Copy the data below word for word, from the line containing "For the batch job below, identify every white" through the line containing "181,141,463,415", including both of those lines. Leave out any pictures.

═══ Input records

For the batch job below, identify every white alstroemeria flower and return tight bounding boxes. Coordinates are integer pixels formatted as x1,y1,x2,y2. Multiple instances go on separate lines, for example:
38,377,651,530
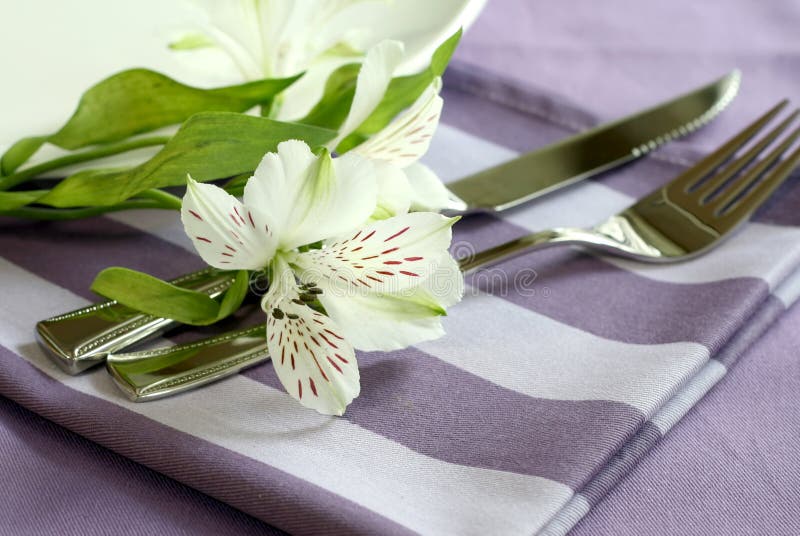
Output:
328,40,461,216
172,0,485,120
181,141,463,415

══════
═══ Input records

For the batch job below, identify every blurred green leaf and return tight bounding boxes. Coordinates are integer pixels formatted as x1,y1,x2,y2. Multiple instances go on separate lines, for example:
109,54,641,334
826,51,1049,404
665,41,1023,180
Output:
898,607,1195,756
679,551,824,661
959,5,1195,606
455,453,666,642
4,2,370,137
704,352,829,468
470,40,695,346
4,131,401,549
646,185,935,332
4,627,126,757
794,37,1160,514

══════

- **Completed task**:
For the batch job below, identify every white alstroemeria flower and return tight bounding boxes. Coordinates are integer pixels formatted as x1,y1,x2,y2. Multiple instances go on separate lines, for example:
38,377,651,530
Output:
328,40,461,216
172,0,485,120
181,141,463,415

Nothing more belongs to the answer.